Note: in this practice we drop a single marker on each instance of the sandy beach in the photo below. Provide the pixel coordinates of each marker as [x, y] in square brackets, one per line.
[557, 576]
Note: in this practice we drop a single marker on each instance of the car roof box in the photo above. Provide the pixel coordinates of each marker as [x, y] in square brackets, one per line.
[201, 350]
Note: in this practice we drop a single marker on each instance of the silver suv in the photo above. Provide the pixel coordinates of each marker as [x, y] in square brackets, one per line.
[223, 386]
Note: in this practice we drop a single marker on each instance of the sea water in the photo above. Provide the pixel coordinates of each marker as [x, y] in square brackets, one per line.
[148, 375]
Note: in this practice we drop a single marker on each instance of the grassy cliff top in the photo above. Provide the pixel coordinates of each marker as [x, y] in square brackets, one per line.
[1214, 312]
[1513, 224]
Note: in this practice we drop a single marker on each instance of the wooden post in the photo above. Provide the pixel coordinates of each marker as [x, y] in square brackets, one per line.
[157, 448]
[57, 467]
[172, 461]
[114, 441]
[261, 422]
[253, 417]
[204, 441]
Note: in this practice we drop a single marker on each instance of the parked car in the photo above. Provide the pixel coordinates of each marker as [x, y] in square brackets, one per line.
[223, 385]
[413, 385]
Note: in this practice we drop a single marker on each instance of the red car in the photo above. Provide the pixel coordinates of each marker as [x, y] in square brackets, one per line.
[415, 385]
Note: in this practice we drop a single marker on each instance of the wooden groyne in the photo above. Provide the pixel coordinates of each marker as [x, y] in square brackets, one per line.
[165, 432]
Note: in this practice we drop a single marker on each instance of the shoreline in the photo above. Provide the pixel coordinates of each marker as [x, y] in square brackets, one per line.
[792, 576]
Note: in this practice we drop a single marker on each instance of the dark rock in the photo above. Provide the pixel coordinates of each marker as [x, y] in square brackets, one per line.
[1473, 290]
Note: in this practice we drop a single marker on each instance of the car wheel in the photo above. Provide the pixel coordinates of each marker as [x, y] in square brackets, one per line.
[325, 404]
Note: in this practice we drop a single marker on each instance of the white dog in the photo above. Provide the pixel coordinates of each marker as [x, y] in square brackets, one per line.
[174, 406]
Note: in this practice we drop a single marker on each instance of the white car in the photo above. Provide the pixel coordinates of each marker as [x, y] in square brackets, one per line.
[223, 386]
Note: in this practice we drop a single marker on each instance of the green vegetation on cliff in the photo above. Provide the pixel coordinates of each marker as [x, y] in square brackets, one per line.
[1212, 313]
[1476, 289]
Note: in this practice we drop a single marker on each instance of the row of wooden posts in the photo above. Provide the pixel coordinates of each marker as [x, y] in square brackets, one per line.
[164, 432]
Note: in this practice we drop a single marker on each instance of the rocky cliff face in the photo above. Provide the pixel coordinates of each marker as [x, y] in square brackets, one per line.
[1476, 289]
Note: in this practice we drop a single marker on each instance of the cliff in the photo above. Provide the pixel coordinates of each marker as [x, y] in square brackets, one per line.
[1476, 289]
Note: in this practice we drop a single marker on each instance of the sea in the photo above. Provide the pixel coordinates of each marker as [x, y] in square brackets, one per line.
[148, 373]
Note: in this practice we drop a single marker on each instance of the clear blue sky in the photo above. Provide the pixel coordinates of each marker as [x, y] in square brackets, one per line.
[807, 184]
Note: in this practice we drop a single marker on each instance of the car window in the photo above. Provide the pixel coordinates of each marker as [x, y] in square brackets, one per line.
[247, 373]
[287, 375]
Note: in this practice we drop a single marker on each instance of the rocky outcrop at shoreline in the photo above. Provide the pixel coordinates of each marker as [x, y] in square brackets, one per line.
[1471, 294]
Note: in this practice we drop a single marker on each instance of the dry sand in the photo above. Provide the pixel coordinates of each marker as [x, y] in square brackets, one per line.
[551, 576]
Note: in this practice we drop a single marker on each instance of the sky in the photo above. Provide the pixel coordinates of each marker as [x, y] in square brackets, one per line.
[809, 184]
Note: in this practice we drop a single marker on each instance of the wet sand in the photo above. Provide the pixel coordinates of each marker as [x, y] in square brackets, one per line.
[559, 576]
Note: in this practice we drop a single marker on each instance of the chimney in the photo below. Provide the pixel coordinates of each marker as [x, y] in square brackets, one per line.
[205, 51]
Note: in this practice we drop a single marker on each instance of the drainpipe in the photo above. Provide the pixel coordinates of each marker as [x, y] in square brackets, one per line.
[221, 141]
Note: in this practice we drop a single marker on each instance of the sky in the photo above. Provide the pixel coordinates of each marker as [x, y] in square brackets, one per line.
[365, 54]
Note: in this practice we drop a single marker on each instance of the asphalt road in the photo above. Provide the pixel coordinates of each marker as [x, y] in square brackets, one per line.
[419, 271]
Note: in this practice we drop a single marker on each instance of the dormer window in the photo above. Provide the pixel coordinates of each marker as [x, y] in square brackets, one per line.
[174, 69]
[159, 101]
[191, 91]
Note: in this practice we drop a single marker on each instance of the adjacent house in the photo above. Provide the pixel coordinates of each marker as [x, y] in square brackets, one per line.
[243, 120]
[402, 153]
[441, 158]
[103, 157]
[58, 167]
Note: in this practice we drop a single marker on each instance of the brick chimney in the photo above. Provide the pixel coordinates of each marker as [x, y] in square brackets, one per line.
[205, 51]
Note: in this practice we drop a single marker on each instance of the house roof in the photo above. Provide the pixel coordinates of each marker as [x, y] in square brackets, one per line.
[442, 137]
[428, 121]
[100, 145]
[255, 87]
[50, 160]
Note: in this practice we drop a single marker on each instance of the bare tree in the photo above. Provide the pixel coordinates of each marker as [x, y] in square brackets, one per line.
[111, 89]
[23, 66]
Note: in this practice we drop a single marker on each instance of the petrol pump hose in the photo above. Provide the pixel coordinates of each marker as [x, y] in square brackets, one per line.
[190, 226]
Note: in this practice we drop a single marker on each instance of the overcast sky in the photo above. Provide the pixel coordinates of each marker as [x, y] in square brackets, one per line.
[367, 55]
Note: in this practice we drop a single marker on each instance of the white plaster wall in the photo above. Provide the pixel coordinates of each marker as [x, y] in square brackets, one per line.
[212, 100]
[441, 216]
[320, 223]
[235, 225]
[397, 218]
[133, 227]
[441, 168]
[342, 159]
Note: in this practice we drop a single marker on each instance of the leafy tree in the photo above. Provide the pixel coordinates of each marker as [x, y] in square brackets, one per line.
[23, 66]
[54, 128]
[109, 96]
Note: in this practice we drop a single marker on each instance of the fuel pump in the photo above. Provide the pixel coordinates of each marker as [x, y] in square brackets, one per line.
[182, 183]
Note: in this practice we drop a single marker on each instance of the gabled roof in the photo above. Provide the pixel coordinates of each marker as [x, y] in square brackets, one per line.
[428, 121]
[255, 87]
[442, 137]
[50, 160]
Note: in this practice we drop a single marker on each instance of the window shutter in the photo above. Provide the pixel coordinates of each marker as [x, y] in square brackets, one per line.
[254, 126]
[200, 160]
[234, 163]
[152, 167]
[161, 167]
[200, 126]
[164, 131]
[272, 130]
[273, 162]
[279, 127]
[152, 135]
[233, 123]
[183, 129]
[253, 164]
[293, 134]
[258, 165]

---------------

**Exercise instructions**
Line by line, please copy the listing exactly.

**Your solution**
Note: in this practice we drop a single marker on each instance of the sandy beach in the photo below. Provide the pixel coordinates of each marker as [x, y] in square brackets, one per line.
[557, 576]
Note: in this practice we drop a single marker on each instance of the car roof box in the photo above. Provide the pixel coordinates of each marker as [x, y] in square brackets, one per line.
[201, 350]
Note: in this practice we drop a single marker on each instance of the silver suv in the photo above. Provide the pixel coordinates of each marker as [x, y] in square brackets, one per line.
[223, 386]
Note: in this practice we drop a single marker on each instance of the sea water in the photo above. Provide the pixel coordinates of each marker as [x, y] in square brackets, one per line.
[148, 375]
Note: in this practice we drop a single marker on each instance of the grassy cliff top in the photo above. Provide the pixel coordinates of each marker as [x, y] in square brackets, one per line.
[1214, 312]
[1513, 224]
Note: in this practice we drop a single marker on each instance of the wooden post in the photo above. Provide the pixel coordinates of each marker as [x, y] in square brackets, one per line.
[157, 448]
[57, 467]
[172, 461]
[114, 441]
[261, 422]
[253, 417]
[204, 441]
Note: in this practice we drop a single marker on each instance of the parked car in the photo above. Provide the pixel coordinates of each marker as [x, y] in square brackets, one per line.
[223, 385]
[413, 385]
Note: in this practice we drop a single marker on each instance of the red car in the photo above. Provide the pixel coordinates of each marker as [x, y] in square brackets, one per line.
[415, 385]
Note: in this practice we drop a single marker on each instance of the wooden groyne in the photo above. Provide the pixel coordinates of each marker as [x, y] in square brackets, one per line.
[165, 432]
Note: in this practice we drop a single marker on each instance of the shoreline in the photo above. Provide the pixel coordinates of each marker as [x, y] in square brackets, one per line.
[792, 576]
Note: in this practice we drop a single marker on each instance of the dark rock in the photo above. Provide the pixel coordinates of each marker as [x, y] in square brackets, one per line.
[1473, 290]
Note: in this practice we drop a single marker on each instance of the car wheel in the photo above. Provide the pixel coordinates of each marker as [x, y] in square brackets, one per line.
[325, 404]
Note: in this practice we drop a single marker on each instance of the white dog in the photo above. Provide the pixel coordinates of each marker as [x, y] in square brackets, one per line.
[174, 406]
Note: in this practice we drop a single marker on each instance of the white car in the photo above. Provide the pixel coordinates of each marker as [x, y] in square brackets, one per line.
[223, 386]
Note: in this practice we drop a single marker on each instance of the green vegetation on cliff in the photo above. Provide the pixel coordinates of each marker as [x, y] in square brackets, one per line.
[1212, 313]
[1476, 289]
Note: in this practice we drop a single marker on each instance of the row of wooden posts in the photo above. Provide the pixel coordinates of each marker as [x, y] in square brackets, one per line.
[164, 432]
Note: in this practice we drop a single marker on each instance of the rocky cliff face in the photo above. Provide the pixel coordinates of each marker as [x, y] in square brackets, one per line.
[1476, 289]
Note: in this practice we drop a single marker on each instance of the cliff in the photo above. Provide the pixel coordinates of each marker as [x, y] in square brackets, one per line.
[1476, 289]
Note: in this practice we drop a single marker on each instance of the sea in the photo above. Provide the pixel coordinates of each marker as [x, y] in square brackets, one per line.
[148, 373]
Note: in this practice we drop a single marker on each instance of the clear blue sky in the photo above. Provide the pixel coordinates of each marker as [x, y] in square brackets, one per line.
[807, 184]
Note: in this practice we drop a single marker on each instance of the car window in the photo above. Provide the pixel coordinates of each marker as [x, y] in square brackets, one per line.
[247, 373]
[287, 375]
Note: in this practice we drop a single marker on each instance of the rocky outcrop at shoreline in the photo above. Provide the pixel coordinates of each marker as [x, y] in square brackets, one per line.
[1471, 294]
Note: in this practice we drop a single marker on each instance of the dry sand in the photo above. Provide the pixel coordinates of each marker as [x, y] in square brackets, one per line.
[551, 576]
Note: in this practice we drop a single marker on each instance of the sky in the photo above. Provide the pixel coordinates of each marker as [x, y] in square brackets, one per line.
[809, 184]
Note: in this practice we drop a single marker on each instance of the wet sand in the photo above. Provide the pixel coordinates of each marker as [x, y] in square brackets, one per line.
[559, 576]
Note: in this practice we drop a single marker on each instance of the chimney in the photo below. Provide the pixel coordinates of each marker as [x, y] in square brackets, one per line.
[205, 51]
Note: in this practice we drop a single marker on each instance of the drainpipe in the photo above. Provide the pixel coordinates of each marker as [x, y] in square brackets, one per line.
[221, 141]
Note: in this practice we drop a single marker on each instance of the sky in the photo above. Provide the pixel coordinates of each marker as [x, y] in square brackets, one per line.
[365, 54]
Note: in this practice we drop a single marker on each instance of the asphalt road in the photo above. Provide the pixel coordinates of each marker as [x, y] in square brackets, one per line.
[419, 271]
Note: in this practice we drop a single marker on each instance of the dormer window in the photo above. Provide the pixel coordinates of each marker as [x, y] in square brackets, one per line.
[174, 69]
[159, 101]
[191, 91]
Note: in this practice we drop a single marker on each instance of the adjacent house in the photo above. Provide the pixel coordinates of each marker as [x, y] in square brackets, one per line.
[243, 120]
[402, 153]
[441, 158]
[103, 157]
[58, 167]
Note: in this practice we drop a single marker on each instance of the brick chimney in the photo above. Provide the pixel coordinates of each marker as [x, y] in square brackets, one per line.
[205, 51]
Note: in this practice we drop a single marker on each instance of the house roof in the photo above. Provide the pixel coordinates of each marker as [x, y] in square brackets, one per line.
[442, 137]
[428, 121]
[100, 145]
[255, 87]
[50, 160]
Note: in this practice we drop a single marker on each instance of the bare tree in the photo above. Provide the pixel coordinates of each marker as [x, y] in square brackets, one per line.
[111, 89]
[23, 66]
Note: in this practice we drop a single marker on each instance of the petrol pump hose in the photo above. Provide the pixel coordinates of each marker as [x, y] in square brackets, one per line.
[190, 226]
Note: in this practice we drop a single marker on each instance of the overcast sky in the photo above. Provide the pixel coordinates of each marker as [x, y] in square brackets, one per line.
[367, 55]
Note: in this practice we drop a single marker on each instance of the white plaster wall in the photo above. Provide the pixel coordinates of each marker as [x, y] in square brackets, one per line.
[212, 100]
[441, 216]
[320, 223]
[235, 225]
[397, 218]
[133, 227]
[441, 168]
[342, 159]
Note: in this practice we drop a single marker on each instance of the leafy tree in the photo above. Provide the pixel coordinates of each marker as [x, y] in square brackets, one per line.
[23, 66]
[54, 128]
[109, 96]
Note: in this practice we drop a single marker on each instance of the fuel pump in the photo above. Provide the pixel coordinates of each marker as [x, y] in square brackets, one per line.
[182, 183]
Note: in this practice we drop a single marker on each instance of the gabled roof in the photo above. Provide the pixel coordinates of each marker as [x, y] in square brackets, one per line.
[428, 121]
[255, 87]
[442, 137]
[50, 160]
Note: in this practice we drop a single marker on each instance of the window shutter in the photo above. Provide the pixel coordinates of each marker as [x, y] in square brackets, one per line.
[254, 126]
[200, 160]
[234, 163]
[152, 167]
[161, 167]
[200, 126]
[164, 131]
[272, 130]
[273, 162]
[279, 127]
[152, 135]
[233, 123]
[183, 129]
[253, 164]
[293, 134]
[258, 165]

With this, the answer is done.